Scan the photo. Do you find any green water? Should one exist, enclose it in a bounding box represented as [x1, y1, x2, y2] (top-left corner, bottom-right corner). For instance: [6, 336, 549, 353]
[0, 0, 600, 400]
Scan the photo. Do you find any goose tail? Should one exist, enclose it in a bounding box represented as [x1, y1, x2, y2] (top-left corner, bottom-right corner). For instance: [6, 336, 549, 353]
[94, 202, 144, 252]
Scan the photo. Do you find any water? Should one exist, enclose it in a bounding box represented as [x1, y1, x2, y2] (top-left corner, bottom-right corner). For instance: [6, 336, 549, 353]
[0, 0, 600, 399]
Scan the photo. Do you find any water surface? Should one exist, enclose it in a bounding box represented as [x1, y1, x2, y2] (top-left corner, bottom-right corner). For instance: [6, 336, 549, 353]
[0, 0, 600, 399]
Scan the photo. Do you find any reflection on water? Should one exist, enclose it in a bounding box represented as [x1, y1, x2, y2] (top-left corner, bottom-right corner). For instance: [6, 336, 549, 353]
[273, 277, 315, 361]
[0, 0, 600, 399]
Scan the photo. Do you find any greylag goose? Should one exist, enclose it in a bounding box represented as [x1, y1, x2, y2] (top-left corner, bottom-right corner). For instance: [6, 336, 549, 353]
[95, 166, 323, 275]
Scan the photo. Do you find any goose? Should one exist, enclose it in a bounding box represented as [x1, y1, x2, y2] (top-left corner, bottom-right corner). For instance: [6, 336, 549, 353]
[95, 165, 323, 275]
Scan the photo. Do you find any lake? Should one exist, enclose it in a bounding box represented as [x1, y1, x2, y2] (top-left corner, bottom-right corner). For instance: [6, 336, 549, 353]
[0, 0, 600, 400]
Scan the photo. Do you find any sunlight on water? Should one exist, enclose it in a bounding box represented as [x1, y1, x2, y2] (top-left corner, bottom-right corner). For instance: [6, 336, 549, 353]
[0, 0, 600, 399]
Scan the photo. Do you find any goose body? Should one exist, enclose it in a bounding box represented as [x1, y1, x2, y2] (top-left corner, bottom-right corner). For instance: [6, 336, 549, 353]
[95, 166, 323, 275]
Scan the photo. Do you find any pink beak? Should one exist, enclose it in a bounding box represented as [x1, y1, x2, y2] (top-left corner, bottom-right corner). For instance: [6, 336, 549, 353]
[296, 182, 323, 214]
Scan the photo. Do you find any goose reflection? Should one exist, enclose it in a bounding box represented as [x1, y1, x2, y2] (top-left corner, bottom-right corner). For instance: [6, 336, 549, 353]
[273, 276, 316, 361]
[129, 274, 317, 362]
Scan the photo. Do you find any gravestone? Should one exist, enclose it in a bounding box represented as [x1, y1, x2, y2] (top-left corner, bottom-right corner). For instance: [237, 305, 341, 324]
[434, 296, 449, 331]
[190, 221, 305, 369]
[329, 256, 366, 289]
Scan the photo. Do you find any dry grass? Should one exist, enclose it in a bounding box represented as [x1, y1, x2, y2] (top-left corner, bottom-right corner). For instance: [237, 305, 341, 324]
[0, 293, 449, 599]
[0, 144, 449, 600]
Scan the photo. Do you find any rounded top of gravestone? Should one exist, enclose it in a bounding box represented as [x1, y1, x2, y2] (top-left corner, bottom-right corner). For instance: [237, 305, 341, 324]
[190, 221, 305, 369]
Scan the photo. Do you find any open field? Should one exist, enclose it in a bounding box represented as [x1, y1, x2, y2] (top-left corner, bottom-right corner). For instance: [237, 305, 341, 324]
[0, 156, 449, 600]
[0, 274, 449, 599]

* _Lo que se pide_:
Reproduce las líneas desde la que contiene "Scan the photo. Do you find any rounded" hasta el final de los ítems, ambas incluidas y con las solicitudes tal cual. Ajusta cada coordenada de las respuestas sumándole -78.

* _Respuesta al ejercicio_:
Scan the photo. Do you find any rounded top of gravestone? Should one exist, enclose it in a bounding box represented as [x1, y1, x2, y2] (top-left corner, bottom-right corner). For instance: [237, 305, 341, 324]
[112, 143, 227, 291]
Scan the photo. Do you find any open field? Should one exist, enclose it in a bounding box represented as [x1, y1, x2, y2] (top-left corner, bottom-right corner). For instance: [237, 305, 341, 324]
[-78, 78, 371, 522]
[-78, 196, 371, 521]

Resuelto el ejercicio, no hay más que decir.